* START *

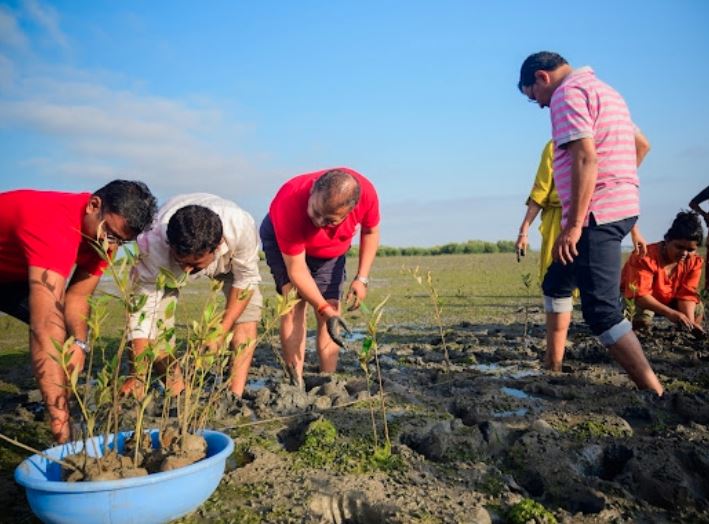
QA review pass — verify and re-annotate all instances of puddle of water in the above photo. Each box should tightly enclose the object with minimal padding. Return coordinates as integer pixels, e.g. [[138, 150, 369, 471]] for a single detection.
[[500, 386, 529, 399], [345, 331, 367, 342], [493, 408, 529, 417], [469, 364, 541, 379], [470, 364, 506, 374], [510, 369, 542, 378]]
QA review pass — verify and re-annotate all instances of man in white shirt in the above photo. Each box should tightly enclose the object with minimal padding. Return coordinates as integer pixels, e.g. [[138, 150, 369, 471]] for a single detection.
[[123, 193, 263, 397]]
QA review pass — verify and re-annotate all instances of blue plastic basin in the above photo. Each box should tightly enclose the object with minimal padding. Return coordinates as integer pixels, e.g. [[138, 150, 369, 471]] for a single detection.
[[15, 430, 234, 524]]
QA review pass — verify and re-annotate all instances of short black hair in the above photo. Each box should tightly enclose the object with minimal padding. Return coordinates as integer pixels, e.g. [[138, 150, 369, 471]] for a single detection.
[[517, 51, 568, 93], [665, 211, 704, 244], [94, 180, 158, 237], [167, 205, 223, 256], [313, 169, 361, 209]]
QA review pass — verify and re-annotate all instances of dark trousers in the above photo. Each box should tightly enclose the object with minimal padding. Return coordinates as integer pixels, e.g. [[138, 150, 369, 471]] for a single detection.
[[0, 281, 30, 324], [542, 215, 637, 335]]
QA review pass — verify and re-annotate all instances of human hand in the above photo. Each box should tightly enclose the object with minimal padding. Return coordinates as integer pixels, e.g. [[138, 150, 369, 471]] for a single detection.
[[630, 227, 647, 257], [49, 413, 71, 444], [515, 233, 529, 262], [345, 279, 367, 311], [670, 311, 695, 330], [325, 315, 352, 348], [67, 343, 88, 376], [552, 226, 581, 265]]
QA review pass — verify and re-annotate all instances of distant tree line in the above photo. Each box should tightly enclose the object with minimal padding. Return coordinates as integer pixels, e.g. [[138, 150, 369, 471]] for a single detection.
[[347, 240, 515, 257]]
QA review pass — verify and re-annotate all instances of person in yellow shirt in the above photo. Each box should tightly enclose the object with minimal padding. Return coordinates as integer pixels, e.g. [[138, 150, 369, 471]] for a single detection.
[[515, 140, 561, 282]]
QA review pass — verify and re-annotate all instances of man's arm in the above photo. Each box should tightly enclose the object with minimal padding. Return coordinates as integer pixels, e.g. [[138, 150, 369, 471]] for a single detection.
[[64, 268, 101, 349], [515, 198, 542, 262], [283, 251, 336, 316], [552, 138, 598, 264], [29, 266, 72, 443], [689, 186, 709, 220], [346, 225, 381, 309]]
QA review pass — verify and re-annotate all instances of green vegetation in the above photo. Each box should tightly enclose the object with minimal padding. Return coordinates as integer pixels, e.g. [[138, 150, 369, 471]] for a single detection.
[[507, 499, 557, 524], [551, 418, 632, 441], [404, 266, 450, 371], [296, 417, 403, 473], [347, 240, 515, 257]]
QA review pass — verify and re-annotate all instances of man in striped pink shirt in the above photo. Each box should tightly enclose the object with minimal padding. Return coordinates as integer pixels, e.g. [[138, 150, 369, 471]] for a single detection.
[[518, 51, 663, 395]]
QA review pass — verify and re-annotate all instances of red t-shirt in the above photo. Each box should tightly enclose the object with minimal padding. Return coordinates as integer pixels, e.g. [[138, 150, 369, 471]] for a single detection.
[[620, 242, 702, 305], [0, 189, 106, 282], [269, 167, 379, 258]]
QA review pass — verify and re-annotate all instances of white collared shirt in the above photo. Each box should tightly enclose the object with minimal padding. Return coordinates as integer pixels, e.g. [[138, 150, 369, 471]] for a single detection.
[[131, 193, 261, 338]]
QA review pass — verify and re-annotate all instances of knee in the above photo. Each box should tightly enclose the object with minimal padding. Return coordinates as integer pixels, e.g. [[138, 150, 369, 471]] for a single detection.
[[544, 295, 574, 313]]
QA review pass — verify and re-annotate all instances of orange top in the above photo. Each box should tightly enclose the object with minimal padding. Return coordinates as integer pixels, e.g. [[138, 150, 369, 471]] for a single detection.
[[620, 242, 702, 305]]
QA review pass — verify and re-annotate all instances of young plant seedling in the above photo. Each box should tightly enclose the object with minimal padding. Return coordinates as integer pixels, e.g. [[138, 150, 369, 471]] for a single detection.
[[403, 266, 451, 372]]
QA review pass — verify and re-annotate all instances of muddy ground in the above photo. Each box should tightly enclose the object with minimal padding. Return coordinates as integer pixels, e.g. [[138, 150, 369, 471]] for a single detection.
[[0, 312, 709, 523]]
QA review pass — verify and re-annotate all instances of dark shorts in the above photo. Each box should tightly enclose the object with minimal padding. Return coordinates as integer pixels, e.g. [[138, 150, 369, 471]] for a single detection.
[[259, 215, 347, 300], [542, 215, 637, 335], [0, 280, 30, 324]]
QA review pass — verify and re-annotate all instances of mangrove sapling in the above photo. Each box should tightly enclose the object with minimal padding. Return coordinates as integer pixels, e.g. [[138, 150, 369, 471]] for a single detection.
[[403, 266, 451, 372], [359, 296, 391, 460], [259, 288, 300, 377], [623, 282, 638, 322], [522, 273, 532, 350]]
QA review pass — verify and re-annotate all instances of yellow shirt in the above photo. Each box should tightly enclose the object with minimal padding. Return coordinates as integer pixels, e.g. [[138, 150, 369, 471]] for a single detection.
[[527, 140, 561, 282]]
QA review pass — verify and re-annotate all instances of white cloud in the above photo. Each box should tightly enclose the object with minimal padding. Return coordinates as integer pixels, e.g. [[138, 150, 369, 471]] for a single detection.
[[0, 6, 29, 50], [22, 0, 69, 49], [0, 0, 276, 209]]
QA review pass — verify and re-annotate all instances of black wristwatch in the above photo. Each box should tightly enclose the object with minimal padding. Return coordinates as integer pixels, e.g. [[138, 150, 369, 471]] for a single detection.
[[355, 275, 369, 287]]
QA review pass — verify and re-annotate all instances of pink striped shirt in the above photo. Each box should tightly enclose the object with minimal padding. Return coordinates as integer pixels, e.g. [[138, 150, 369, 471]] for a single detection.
[[550, 67, 640, 225]]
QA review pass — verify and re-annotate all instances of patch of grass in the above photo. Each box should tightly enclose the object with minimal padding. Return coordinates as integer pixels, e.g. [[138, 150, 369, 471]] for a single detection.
[[507, 499, 557, 524], [295, 418, 404, 473], [665, 379, 705, 393], [551, 418, 629, 441]]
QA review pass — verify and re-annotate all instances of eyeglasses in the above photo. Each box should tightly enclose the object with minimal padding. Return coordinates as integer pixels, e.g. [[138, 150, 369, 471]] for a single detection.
[[96, 219, 130, 247], [525, 82, 537, 104]]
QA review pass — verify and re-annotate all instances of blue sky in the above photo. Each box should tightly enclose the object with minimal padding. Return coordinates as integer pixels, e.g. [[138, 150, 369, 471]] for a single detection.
[[0, 0, 709, 246]]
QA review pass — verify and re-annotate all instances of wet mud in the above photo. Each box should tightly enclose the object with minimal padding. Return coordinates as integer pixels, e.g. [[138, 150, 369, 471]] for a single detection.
[[0, 319, 709, 523]]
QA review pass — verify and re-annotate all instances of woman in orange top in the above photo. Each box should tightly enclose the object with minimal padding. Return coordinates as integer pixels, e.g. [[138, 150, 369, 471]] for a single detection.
[[620, 211, 703, 331]]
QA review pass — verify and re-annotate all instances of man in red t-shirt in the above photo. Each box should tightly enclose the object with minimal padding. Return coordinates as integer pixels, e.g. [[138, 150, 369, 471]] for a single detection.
[[0, 180, 157, 443], [261, 168, 379, 385]]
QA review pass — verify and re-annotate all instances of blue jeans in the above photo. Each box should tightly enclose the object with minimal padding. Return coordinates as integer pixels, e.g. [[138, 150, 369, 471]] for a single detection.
[[542, 215, 638, 346]]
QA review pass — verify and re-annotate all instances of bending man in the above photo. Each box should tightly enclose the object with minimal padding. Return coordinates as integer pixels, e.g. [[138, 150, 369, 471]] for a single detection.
[[128, 193, 263, 396], [0, 180, 157, 443], [261, 168, 379, 385]]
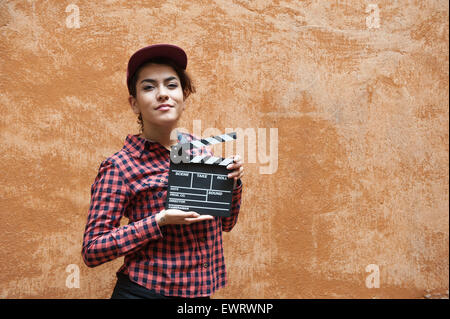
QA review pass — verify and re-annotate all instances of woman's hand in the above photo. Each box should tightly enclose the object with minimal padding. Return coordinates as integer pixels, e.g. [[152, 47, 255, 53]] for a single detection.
[[156, 209, 214, 226], [227, 155, 244, 188]]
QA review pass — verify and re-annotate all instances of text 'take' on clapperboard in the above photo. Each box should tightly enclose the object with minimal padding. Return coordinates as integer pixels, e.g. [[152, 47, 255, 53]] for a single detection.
[[165, 132, 236, 217]]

* END *

--- Exercise aim ---
Convert the records from the line with "QA review pass — verify and re-annotate all instances of black" to the line with "[[550, 67, 640, 225]]", both included, into a two-column CSV with the header input,output and one row per record. Place each record's text and its answer in their own quoted field, replacing any line breaks with spaces.

--- Correct answer ---
input,output
"QA review pass — verify and re-annotate all instances of black wristwatch in the above photo. Each box should tightly enclose the object with minimal padding. Return coordinates as integer pixels, e.g. [[138, 150, 369, 471]] for a single detection.","[[355, 275, 369, 287]]"
"QA review pass — verify and re-annotate all instances of pink striped shirt in the above photo. Each box should tightly enclose the object with minimal padding. Return coordinates as integer pixels, e.g. [[138, 150, 369, 471]] for a single detection.","[[550, 67, 640, 225]]"